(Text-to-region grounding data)
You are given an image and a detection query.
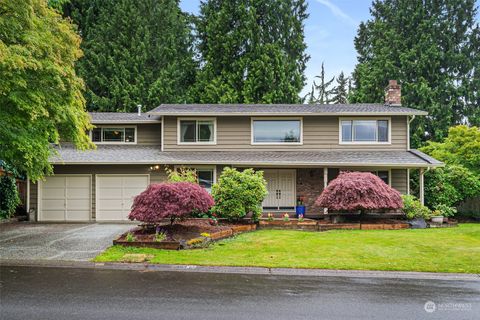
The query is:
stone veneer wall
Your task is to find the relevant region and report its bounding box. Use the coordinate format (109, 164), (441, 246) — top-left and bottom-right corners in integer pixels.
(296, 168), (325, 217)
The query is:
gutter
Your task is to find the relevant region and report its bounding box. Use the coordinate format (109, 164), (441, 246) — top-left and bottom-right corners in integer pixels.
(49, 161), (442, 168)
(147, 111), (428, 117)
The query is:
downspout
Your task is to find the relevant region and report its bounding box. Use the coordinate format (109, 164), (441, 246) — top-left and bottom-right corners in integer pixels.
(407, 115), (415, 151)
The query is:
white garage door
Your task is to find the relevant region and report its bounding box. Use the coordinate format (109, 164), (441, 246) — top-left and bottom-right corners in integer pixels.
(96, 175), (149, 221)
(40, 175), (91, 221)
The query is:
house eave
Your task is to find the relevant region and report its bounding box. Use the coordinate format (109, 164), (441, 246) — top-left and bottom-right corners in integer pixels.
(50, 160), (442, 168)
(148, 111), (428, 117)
...
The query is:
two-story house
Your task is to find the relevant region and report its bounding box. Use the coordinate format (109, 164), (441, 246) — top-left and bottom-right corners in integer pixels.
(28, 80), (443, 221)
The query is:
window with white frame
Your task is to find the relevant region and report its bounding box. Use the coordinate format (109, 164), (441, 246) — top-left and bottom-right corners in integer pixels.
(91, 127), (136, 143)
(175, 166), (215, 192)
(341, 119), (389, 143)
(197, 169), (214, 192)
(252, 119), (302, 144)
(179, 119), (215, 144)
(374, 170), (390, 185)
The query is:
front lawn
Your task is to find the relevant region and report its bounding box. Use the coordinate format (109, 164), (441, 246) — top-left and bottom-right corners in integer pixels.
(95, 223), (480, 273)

- _Work item_
If a line in the entries above contains "white", report it.

- _Written response_
white garage door
window with white frame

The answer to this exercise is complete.